▶ [Work instructions]
Continue the essay below on how Israel's Supreme Court justices are selected, starting right after its last sentence.

##### Supplied text #####

The Court That Packed Itself

By Mordechai Haller

Israel’s Supreme Court justices are appointed by an arcane process dominated by the court itself. A call for democratic controls.



In Israel, by contrast, judges are selected by—themselves. There is no trouble balancing judicial independence with accountability, because no real effort is made to provide for accountability. While the committee which appoints judges appears, at first glance, to represent the interests of a variety of parties, including elected representatives, a closer look at its makeup and functioning reveals that it is, in fact, a recipe for the domination of the process by the justices sitting on the Supreme Court.

Under the Basic Law: The Judiciary, all civil and criminal court judges, including Supreme Court justices, are appointed by a nine-member Judicial Selections Committee.17 The committee is made up of the president of the Supreme Court, two other Supreme Court justices chosen by the court, the justice minister, an additional minister appointed by the government, two Knesset members, and two representatives of the Israeli Bar Association. In other words, a majority of the Judicial Selections Committee’s members—the three justices and the two Bar representatives—are not chosen by the Israeli public, and are not accountable to it.

This mixture of representative and unrepresentative members results in a body whose decisions are completely unrepresentative of the public sentiment. This becomes clear when we examine the way competing interests are positioned on the committee. The four politicians all represent diffuse interests. By tradition, one of the Knesset members represents the government and the other the opposition, which means the two are more likely than not to disagree when matters of ideology are at stake. The justice minister is the single member of the government least appropriate for representing popular interests against the views of the justices, since he is usually a lawyer himself, advised by the judicial establishment and often beholden to it;18 he is therefore likely to disagree with the other government minister, whose principal loyalty is to the government and to the values of the electorate that put that government in power.19 The five representatives of the legal establishment, however, have their interests neatly lined up: The three justices will naturally become a single voting bloc, protecting the interests and prevailing views of the Supreme Court itself. Moreover, it is safe to assume that the selection of the two junior justices to the committee will have been heavily influenced, if not dictated, by the court president, himself a member of the committee. As for the representatives of the Bar Association, they are seen within their own fields as inferiors in the legal hierarchy, of which the judges are the apex, and it is they who will pay a price for failing to represent the very same values that the judges are defending.20

In practice, the three justices on the committee do vote as a bloc, and it is their vote which almost always determines the outcome. A good illustration of this point is the 1995 appointment of State Attorney Dorit Beinish to the Supreme Court. In 1993, her appointment was considered and rejected because she was regarded by the Supreme Court justices to be less qualified than the other candidates. The vote at the time was five to four against, with the five negative votes coming from the three justices, led by Supreme Court President Meir Shamgar, and the two Bar Association representatives. At the time, the daily newspaper Ha’aretz reported that the justices presented a united front despite “persistent rumors” of sharp differences of opinion among them.21 Two years later, her appointment was again considered, but by this time Shamgar had retired and been replaced by Aharon Barak, a longtime personal friend of Beinish. Even though her qualifications had not substantially changed (she was still State Attorney), the vote this time was nine to zero in favor of her nomination.22 Later, Barak himself admitted that it was he who had “initiated” Beinish’s appointment.23 Effectively, this meant that Barak’s appointment as Supreme Court President shifted five of the nine votes on the committee, and reversed the previous decision. The importance of this particular appointment should not be underestimated: By tradition, the presidency of the court—an office substantially more powerful than that of the chief justice of the United States Supreme Court24—is given to the justice who has served longest on the Supreme Court. When Barak retires at age seventy in the year 2006, Beinish will replace him as president. In other words, just two years after Beinish was rejected for a position on the court due to her lack of qualifications, Barak was able to hand-pick her as his successor.

##### Dataset extract #####

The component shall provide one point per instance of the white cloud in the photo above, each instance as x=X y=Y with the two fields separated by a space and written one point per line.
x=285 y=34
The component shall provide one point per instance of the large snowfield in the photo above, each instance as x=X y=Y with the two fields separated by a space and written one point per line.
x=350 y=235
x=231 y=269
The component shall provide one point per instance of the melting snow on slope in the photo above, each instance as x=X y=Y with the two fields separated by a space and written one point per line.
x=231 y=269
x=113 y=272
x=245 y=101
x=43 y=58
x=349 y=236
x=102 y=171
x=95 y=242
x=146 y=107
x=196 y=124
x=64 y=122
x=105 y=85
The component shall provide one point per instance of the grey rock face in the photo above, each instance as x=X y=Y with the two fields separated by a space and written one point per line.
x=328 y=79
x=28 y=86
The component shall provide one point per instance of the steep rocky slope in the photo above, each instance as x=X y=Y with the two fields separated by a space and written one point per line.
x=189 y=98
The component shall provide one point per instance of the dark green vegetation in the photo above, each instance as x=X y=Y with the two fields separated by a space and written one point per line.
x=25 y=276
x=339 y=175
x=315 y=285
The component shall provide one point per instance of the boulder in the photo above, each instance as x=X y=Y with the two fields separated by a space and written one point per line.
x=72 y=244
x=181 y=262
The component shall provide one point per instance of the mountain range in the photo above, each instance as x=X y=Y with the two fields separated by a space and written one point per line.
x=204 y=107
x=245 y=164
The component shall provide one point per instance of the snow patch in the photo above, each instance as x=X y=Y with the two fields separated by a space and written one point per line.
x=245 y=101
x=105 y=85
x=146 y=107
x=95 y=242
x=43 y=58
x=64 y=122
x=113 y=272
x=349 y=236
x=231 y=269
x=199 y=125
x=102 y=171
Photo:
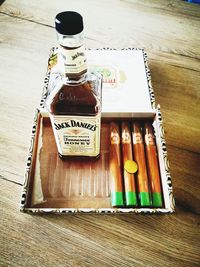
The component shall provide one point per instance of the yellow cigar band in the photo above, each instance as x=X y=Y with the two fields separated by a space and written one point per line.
x=130 y=166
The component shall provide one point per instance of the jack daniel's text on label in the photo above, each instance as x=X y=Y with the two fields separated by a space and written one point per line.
x=77 y=135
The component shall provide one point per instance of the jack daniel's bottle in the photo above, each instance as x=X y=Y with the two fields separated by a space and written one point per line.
x=75 y=102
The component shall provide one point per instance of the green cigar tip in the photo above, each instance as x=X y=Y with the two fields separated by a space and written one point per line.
x=131 y=199
x=117 y=199
x=157 y=199
x=145 y=199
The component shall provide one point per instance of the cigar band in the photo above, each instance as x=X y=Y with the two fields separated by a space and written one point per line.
x=130 y=166
x=149 y=139
x=126 y=139
x=137 y=138
x=114 y=138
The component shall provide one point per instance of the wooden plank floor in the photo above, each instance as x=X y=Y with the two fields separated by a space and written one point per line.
x=169 y=31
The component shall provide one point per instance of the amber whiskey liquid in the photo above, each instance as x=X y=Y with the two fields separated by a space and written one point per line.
x=74 y=104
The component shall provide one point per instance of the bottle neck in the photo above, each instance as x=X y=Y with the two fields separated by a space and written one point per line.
x=72 y=50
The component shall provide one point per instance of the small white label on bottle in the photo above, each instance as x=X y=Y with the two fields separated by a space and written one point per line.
x=77 y=135
x=74 y=59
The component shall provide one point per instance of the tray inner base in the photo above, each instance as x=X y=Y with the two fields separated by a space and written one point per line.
x=72 y=183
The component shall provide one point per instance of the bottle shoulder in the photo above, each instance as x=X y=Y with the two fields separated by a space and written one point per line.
x=76 y=97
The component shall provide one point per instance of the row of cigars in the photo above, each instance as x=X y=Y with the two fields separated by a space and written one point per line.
x=134 y=166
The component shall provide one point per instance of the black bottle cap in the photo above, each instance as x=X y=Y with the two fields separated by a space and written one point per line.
x=69 y=23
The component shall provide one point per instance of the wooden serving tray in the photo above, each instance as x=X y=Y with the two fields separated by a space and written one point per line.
x=74 y=185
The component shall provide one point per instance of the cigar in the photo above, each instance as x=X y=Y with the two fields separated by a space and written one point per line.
x=127 y=156
x=152 y=165
x=139 y=157
x=115 y=166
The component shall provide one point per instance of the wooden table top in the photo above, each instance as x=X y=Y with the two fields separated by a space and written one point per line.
x=169 y=32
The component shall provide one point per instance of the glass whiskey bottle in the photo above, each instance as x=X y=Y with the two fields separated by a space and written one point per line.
x=74 y=104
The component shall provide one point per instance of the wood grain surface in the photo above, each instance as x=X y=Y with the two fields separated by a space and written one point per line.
x=169 y=32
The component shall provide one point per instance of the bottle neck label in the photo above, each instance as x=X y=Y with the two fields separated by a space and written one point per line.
x=75 y=61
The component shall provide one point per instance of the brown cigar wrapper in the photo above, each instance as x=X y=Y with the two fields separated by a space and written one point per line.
x=115 y=159
x=152 y=159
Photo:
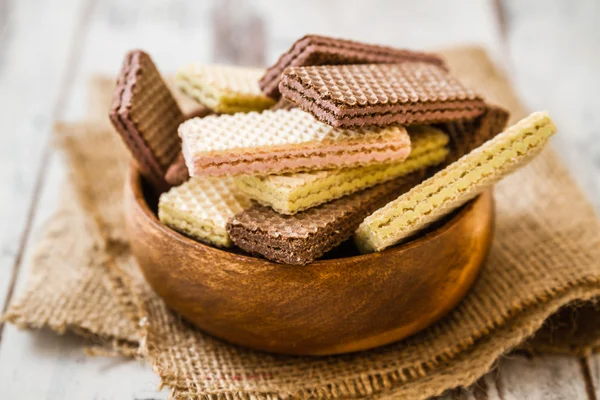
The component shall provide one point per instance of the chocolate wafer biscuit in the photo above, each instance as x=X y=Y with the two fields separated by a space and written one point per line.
x=467 y=135
x=351 y=96
x=455 y=184
x=291 y=193
x=224 y=89
x=200 y=209
x=301 y=238
x=274 y=142
x=145 y=114
x=322 y=50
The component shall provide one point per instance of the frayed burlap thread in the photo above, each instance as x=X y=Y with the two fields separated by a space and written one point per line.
x=544 y=262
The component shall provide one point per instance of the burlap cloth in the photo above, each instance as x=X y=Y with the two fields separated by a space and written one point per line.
x=544 y=261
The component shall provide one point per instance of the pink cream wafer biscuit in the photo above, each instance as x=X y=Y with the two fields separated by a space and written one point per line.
x=456 y=184
x=274 y=142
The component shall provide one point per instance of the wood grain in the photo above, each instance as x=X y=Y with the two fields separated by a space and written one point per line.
x=327 y=307
x=29 y=98
x=553 y=47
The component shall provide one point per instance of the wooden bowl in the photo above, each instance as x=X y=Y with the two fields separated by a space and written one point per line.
x=328 y=307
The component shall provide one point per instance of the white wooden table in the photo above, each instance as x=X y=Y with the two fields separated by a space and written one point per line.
x=49 y=49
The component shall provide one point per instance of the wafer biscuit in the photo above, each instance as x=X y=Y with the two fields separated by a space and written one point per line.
x=467 y=135
x=301 y=238
x=283 y=104
x=275 y=142
x=351 y=96
x=456 y=184
x=322 y=50
x=145 y=114
x=200 y=209
x=291 y=193
x=224 y=89
x=177 y=172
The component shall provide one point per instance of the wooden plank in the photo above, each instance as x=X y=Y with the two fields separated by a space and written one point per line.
x=58 y=364
x=405 y=23
x=173 y=33
x=31 y=82
x=61 y=369
x=555 y=62
x=541 y=377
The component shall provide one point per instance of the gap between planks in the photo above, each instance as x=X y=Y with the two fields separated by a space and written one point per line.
x=73 y=60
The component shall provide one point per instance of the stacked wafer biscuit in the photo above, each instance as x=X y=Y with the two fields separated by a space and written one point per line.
x=337 y=138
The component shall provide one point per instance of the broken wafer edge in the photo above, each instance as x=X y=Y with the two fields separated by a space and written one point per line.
x=275 y=142
x=291 y=193
x=201 y=207
x=224 y=89
x=456 y=184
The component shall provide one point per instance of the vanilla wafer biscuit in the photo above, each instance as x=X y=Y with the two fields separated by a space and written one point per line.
x=291 y=193
x=146 y=115
x=323 y=50
x=201 y=207
x=301 y=238
x=456 y=184
x=275 y=142
x=224 y=89
x=177 y=172
x=351 y=96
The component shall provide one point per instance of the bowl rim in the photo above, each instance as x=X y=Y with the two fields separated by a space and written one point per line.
x=135 y=179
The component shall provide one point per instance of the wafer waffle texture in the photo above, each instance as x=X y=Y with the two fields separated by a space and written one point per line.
x=301 y=238
x=323 y=50
x=146 y=115
x=224 y=89
x=467 y=135
x=177 y=172
x=351 y=96
x=291 y=193
x=200 y=209
x=275 y=142
x=456 y=184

#####

▶ [Answer to this problem]
Sometimes, of course, the forces do not line up as predicted; yet even then, the three-justice bloc almost always carries the day. A case in point is the appointment of HebrewUniversity law professor Yitzhak Englard to the Supreme Court in July 1997. This time, it was the Bar Association representatives who, in a rare show of independence, opposed the nomination because Englard—a longtime personal friend of Barak and the father of Barak’s intern—had never served as a judge or even as an attorney. The justices stood behind Barak’s pick, and the nomination was passed after Barak reportedly cut a deal with two politicians on the committee, promising future appointments which furthered their own ideological interests.25 The Beinish and Englard appointments serve to illustrate the decisive sway the three-justice bloc has over the committee’s decisions. As legal scholar Martin Edelman summed it up, “By established practice, appointments to the Supreme Court require an affirmative vote of all three justices on the panel.”26 Indeed, it is almost unheard of that a nominee to the high court would be either approved or rejected over the objections of the justices on the committee.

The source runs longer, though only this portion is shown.